Would you quote the material below in full and unchanged?

Records from a point labeling set:
◇ ◇ ◇

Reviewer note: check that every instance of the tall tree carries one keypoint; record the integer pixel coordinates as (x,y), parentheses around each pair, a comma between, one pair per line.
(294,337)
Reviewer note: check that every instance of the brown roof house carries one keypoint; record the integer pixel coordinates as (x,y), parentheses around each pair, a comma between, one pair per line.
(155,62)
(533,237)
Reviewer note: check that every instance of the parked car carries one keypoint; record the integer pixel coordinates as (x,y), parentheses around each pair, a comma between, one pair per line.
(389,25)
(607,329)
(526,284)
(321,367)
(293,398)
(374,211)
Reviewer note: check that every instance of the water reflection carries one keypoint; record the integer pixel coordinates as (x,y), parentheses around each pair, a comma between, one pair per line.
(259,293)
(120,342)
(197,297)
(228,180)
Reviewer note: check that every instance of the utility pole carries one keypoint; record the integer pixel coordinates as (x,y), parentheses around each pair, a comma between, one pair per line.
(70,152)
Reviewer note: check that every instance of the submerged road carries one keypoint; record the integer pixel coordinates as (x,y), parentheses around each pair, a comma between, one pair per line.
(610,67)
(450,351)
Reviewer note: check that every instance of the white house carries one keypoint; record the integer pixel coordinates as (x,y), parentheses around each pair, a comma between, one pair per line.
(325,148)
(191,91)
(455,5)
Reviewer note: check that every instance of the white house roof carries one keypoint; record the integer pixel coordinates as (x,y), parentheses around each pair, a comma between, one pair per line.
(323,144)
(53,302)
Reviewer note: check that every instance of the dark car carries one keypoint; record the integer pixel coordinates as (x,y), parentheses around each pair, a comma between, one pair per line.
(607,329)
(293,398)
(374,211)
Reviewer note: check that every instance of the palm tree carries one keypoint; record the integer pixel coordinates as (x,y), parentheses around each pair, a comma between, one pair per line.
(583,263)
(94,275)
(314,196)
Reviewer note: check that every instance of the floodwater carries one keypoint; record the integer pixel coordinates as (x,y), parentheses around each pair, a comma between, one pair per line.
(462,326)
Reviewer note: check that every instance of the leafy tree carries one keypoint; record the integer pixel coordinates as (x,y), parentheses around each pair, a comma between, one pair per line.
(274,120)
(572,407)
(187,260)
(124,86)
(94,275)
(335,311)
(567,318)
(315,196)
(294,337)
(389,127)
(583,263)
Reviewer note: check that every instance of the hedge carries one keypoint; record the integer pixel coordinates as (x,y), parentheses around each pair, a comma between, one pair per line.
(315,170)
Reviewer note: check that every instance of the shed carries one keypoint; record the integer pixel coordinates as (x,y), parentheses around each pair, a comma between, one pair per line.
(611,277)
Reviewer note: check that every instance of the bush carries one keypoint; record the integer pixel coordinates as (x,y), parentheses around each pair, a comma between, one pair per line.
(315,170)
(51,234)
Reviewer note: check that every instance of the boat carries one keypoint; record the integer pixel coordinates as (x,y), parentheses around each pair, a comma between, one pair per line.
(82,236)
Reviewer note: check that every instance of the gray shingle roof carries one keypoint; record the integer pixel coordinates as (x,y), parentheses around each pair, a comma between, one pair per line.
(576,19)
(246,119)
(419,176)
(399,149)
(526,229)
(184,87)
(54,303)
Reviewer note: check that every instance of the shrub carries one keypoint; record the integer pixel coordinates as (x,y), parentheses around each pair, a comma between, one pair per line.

◇ ◇ ◇

_Response to the task_:
Reviewer note: check that every instance of the tall tree carries one keypoint; record the integer pixel coordinates as (x,y), parentheses around each pair, a comma between, one pair per line.
(294,337)
Reviewer note: check that every instance of the brown roof house carries one keypoint; record the integer pixel coordinates as (x,y), parentheses around each pair, a comma between, one pair per line.
(155,62)
(533,237)
Reviewer note: check that every instance of the parked car carries one keypoint; record the integer pixel coordinates as (x,y), parentheses around each pair, a comma between, one pair per line.
(389,25)
(607,329)
(526,284)
(321,367)
(293,398)
(374,211)
Reviewer note: check that every instance of the water reflection carries one keypoint; record the integer pixel coordinates as (x,y), parentheses around each pair, a comma between, one pair per line.
(259,293)
(120,342)
(197,297)
(228,180)
Reviewer note: check that every instance of the utility pole carries one keypoint; record the integer pixel coordinates as (x,y), parentheses around each pair, a comma between, one pair per line.
(70,152)
Reviewer note: check that every instance of the submerged road carries one keypoint; record the integer pixel coordinates as (x,y), parentheses around each pair, a comma between, one pair per line.
(610,67)
(450,351)
Reviewer note: check that every instance of the white house carries one keypoint; record the integer pixel coordinates as (x,y), parentheses around each pair, a comma between, one pair per line.
(325,148)
(191,91)
(455,5)
Reviewer note: check that every instance of the white house roof carries one keypoint; record the integer pixel coordinates as (x,y), parentheses around each pair, a comma between, one pair per line.
(323,144)
(53,302)
Reviewer note: check that every instance of the dark car carries one keypoint; record the integer pixel coordinates as (x,y), parentheses around each pair, a comma between, one pair per line.
(607,329)
(293,398)
(374,211)
Reviewer note: check that every instance of the palm tree carries one keypoint; record the integer pixel coordinates as (x,y), parentheses around each pair, a comma between, one pair per line.
(583,263)
(94,275)
(314,196)
Reviewer note: check that every instance of the floodwater carries one keypoint; record the integer pixel coordinates as (x,y), parentheses around each pair, a comma between, one pair per line.
(462,326)
Reviewer note: check that every instance of the leafy tree carries one keypoint; record the integer pixel coordinates as (x,y), parentheses around each pair, a comma between, one pair per line.
(274,120)
(572,407)
(187,260)
(124,86)
(94,275)
(335,311)
(567,318)
(315,196)
(294,337)
(389,127)
(583,263)
Reviewer note: check that every instance of the hedge carries one keypoint; record the integer pixel coordinates as (x,y), parentheses around each pair, a comma between, one pair per line.
(315,170)
Reviewer note: check that every instance of the shed carries one keypoint; record the integer pixel coordinates as (x,y), parentheses around each pair, a comma between, one pair per line.
(611,277)
Reviewer note: check that every instance of the bush carries one keypoint; record the integer pixel coordinates as (x,y), parentheses around each pair, a comma between, one pair per line.
(315,170)
(51,234)
Reviewer note: check that every instance of the boat carries one keypoint; record the integer pixel coordinates as (x,y), parentheses around each pair, a comma between, one pair per line.
(82,236)
Reviewer note: check that every instance of the gray shingle roof carries one keypoint; record the integer pixel coordinates as (x,y), parentheses around each pair, a comma between, one pair per line.
(576,19)
(246,119)
(419,176)
(399,149)
(526,229)
(184,87)
(54,303)
Reviewer note: check that every instance of the shrub carries one keypoint; record the integer pixel coordinates as (x,y), parentheses around each pair, a comma between, one pair per line.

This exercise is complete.